_EXERCISE PROMPT_
Put the lines of the records into a Markdown table with two columns, Row and Line, where Row numbers each line in order and Line holds its text. Begin with the line containing "the tree reflection", continue through the line containing "[1171, 667]", and skip any blank lines.
____
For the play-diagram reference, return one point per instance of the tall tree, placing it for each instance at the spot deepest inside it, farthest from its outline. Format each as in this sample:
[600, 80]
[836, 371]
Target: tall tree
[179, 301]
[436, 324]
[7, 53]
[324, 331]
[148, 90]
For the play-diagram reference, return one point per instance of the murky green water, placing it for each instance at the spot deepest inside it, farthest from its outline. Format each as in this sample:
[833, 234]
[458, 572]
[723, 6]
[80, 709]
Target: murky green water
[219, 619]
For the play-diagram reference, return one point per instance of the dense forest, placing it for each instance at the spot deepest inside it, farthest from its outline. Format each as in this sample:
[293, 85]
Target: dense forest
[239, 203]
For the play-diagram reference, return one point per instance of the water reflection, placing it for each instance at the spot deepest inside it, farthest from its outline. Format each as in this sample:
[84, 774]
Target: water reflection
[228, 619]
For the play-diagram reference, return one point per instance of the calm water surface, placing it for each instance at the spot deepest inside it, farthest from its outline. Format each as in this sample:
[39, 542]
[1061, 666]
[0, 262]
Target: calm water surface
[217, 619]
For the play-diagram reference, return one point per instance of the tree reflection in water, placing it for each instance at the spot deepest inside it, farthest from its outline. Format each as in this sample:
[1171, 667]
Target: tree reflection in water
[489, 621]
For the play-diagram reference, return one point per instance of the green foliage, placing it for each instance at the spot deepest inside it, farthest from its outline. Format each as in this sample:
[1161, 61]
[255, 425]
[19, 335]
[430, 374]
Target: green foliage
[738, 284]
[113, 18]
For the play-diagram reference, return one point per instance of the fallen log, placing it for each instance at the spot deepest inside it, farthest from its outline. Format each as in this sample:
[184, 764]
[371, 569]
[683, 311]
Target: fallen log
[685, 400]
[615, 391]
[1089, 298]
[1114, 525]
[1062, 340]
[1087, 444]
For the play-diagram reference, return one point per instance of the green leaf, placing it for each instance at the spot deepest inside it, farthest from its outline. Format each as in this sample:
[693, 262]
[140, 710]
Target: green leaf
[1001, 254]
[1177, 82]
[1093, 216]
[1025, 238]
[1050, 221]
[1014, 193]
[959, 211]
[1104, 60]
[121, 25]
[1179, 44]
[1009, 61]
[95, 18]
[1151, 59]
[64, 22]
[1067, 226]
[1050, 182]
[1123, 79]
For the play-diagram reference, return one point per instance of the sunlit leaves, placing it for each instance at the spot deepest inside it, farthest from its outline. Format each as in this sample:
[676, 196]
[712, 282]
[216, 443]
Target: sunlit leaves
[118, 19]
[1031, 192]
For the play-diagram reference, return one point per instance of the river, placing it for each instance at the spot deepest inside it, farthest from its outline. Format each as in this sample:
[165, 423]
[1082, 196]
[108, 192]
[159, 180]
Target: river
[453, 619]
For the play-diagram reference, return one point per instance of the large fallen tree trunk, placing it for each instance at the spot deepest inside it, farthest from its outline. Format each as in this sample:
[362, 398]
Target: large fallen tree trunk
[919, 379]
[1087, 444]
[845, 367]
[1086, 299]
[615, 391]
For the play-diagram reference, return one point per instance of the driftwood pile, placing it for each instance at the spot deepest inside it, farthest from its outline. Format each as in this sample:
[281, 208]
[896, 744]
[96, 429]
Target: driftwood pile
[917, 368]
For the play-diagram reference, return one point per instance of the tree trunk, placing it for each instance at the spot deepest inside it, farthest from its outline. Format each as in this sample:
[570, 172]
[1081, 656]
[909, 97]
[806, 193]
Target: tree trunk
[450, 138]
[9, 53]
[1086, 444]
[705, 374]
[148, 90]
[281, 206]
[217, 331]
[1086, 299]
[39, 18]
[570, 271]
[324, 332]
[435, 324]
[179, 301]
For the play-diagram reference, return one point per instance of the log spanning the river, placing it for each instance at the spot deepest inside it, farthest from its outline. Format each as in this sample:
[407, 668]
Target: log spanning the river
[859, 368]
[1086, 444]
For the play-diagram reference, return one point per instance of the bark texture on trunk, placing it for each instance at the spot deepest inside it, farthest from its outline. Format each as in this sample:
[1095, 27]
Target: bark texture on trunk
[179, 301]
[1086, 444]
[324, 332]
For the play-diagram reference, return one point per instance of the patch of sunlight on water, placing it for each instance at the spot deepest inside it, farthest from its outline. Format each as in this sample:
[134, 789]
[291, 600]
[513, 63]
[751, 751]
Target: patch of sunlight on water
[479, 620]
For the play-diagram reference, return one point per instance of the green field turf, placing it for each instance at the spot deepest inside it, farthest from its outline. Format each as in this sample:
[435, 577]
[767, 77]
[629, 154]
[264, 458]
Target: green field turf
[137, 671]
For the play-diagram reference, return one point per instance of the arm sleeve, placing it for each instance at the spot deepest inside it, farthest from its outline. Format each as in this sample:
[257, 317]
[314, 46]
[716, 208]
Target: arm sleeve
____
_ANSWER TO THE TASK_
| Row | Line |
|---|---|
| 1 | For the play-diagram reference, return one point per instance of the tree reflection in water, placing it for each instance at the spot deepest inside it, farthest from its outline. Format each as in this sample: |
| 2 | [1171, 667] |